▶ **THE PROBLEM**
Each record below is to be reproduced without any change.

▶ **ITEMS**

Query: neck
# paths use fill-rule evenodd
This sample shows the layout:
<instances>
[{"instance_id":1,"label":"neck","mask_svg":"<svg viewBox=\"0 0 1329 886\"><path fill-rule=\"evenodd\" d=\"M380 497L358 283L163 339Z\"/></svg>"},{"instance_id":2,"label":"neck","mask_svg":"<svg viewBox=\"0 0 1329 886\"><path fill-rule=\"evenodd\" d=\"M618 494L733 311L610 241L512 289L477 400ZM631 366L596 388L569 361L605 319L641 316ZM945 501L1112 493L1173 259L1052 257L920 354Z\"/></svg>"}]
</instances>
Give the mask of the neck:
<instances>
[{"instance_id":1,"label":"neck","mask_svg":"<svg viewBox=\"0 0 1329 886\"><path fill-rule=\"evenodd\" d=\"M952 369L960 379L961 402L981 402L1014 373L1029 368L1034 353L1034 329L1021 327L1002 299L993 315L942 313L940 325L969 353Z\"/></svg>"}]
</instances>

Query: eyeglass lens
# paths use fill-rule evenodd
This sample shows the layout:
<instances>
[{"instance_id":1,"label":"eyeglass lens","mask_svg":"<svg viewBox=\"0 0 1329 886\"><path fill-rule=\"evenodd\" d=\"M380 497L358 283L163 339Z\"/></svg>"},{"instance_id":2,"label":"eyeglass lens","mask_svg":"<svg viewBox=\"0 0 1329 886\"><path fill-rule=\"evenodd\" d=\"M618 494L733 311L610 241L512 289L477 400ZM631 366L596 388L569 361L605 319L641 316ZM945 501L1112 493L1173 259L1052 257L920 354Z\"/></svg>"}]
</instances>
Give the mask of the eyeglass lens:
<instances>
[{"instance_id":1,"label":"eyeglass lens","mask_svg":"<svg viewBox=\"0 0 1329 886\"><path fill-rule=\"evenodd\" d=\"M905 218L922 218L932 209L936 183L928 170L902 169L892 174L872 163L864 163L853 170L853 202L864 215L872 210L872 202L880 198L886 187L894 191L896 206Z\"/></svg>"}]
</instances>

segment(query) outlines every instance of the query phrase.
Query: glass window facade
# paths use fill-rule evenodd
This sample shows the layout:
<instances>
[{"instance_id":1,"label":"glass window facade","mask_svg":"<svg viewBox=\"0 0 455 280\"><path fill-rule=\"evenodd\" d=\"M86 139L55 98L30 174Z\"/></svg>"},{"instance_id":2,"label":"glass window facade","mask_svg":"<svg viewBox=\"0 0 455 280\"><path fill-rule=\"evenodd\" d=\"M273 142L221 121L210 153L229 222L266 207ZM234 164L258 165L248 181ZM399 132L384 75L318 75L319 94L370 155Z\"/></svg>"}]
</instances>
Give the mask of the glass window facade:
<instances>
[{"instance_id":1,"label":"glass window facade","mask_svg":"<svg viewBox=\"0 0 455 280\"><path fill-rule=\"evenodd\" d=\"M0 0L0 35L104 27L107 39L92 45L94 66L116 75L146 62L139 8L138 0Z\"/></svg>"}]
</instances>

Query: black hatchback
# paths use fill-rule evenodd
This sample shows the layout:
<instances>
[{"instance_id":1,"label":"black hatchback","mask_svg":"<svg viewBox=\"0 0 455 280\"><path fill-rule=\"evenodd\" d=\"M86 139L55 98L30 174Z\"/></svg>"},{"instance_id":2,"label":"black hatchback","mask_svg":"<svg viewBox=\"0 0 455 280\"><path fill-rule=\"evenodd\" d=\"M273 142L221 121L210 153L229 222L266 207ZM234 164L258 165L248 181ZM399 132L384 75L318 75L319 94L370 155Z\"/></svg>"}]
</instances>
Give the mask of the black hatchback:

▶ **COMPLETED EXERCISE**
Query: neck
# paths use fill-rule evenodd
This sample shows the layout:
<instances>
[{"instance_id":1,"label":"neck","mask_svg":"<svg viewBox=\"0 0 1329 886\"><path fill-rule=\"evenodd\" d=\"M380 497L358 283L163 339Z\"/></svg>"},{"instance_id":2,"label":"neck","mask_svg":"<svg viewBox=\"0 0 1329 886\"><path fill-rule=\"evenodd\" d=\"M618 494L733 311L610 241L512 289L477 400ZM631 366L596 388L569 361L605 319L641 316ZM945 501L1112 493L1173 259L1052 257L920 354Z\"/></svg>"}]
</instances>
Give the mask of the neck:
<instances>
[{"instance_id":1,"label":"neck","mask_svg":"<svg viewBox=\"0 0 1329 886\"><path fill-rule=\"evenodd\" d=\"M952 369L960 379L961 402L981 402L1014 373L1029 368L1034 353L1034 329L1021 327L1002 299L993 315L942 313L940 325L969 353Z\"/></svg>"}]
</instances>

Query: eyeglass lens
# paths use fill-rule evenodd
This sample shows the layout:
<instances>
[{"instance_id":1,"label":"eyeglass lens","mask_svg":"<svg viewBox=\"0 0 1329 886\"><path fill-rule=\"evenodd\" d=\"M380 497L358 283L163 339Z\"/></svg>"},{"instance_id":2,"label":"eyeglass lens","mask_svg":"<svg viewBox=\"0 0 1329 886\"><path fill-rule=\"evenodd\" d=\"M618 494L733 311L610 241L512 289L477 400ZM631 366L596 388L569 361L605 319L641 316ZM945 501L1112 493L1173 259L1052 257L920 354Z\"/></svg>"}]
</instances>
Give the mask of the eyeglass lens:
<instances>
[{"instance_id":1,"label":"eyeglass lens","mask_svg":"<svg viewBox=\"0 0 1329 886\"><path fill-rule=\"evenodd\" d=\"M905 218L922 218L932 209L936 183L928 170L902 169L892 174L872 163L864 163L853 170L853 202L864 215L872 210L872 202L880 198L886 187L894 191L896 206Z\"/></svg>"}]
</instances>

segment(query) outlines every instance of the query phrase.
Query: glass window facade
# paths use fill-rule evenodd
This sample shows the layout:
<instances>
[{"instance_id":1,"label":"glass window facade","mask_svg":"<svg viewBox=\"0 0 455 280\"><path fill-rule=\"evenodd\" d=\"M86 139L55 98L30 174Z\"/></svg>"},{"instance_id":2,"label":"glass window facade","mask_svg":"<svg viewBox=\"0 0 455 280\"><path fill-rule=\"evenodd\" d=\"M273 142L221 121L210 153L229 222L266 207ZM234 164L258 165L248 181ZM399 132L384 75L318 75L319 94L370 155Z\"/></svg>"}]
</instances>
Give the mask of the glass window facade:
<instances>
[{"instance_id":1,"label":"glass window facade","mask_svg":"<svg viewBox=\"0 0 455 280\"><path fill-rule=\"evenodd\" d=\"M0 0L0 35L104 27L107 39L92 45L94 66L116 75L146 62L139 8L138 0Z\"/></svg>"}]
</instances>

Query: black hatchback
# paths use fill-rule evenodd
This sample shows the layout:
<instances>
[{"instance_id":1,"label":"black hatchback","mask_svg":"<svg viewBox=\"0 0 455 280\"><path fill-rule=\"evenodd\" d=\"M86 139L55 98L30 174Z\"/></svg>"},{"instance_id":2,"label":"black hatchback","mask_svg":"<svg viewBox=\"0 0 455 280\"><path fill-rule=\"evenodd\" d=\"M273 142L221 121L210 153L229 222L266 207ZM234 164L258 165L248 181ZM399 132L384 75L318 75L319 94L370 155Z\"/></svg>"}]
</instances>
Give the mask of the black hatchback:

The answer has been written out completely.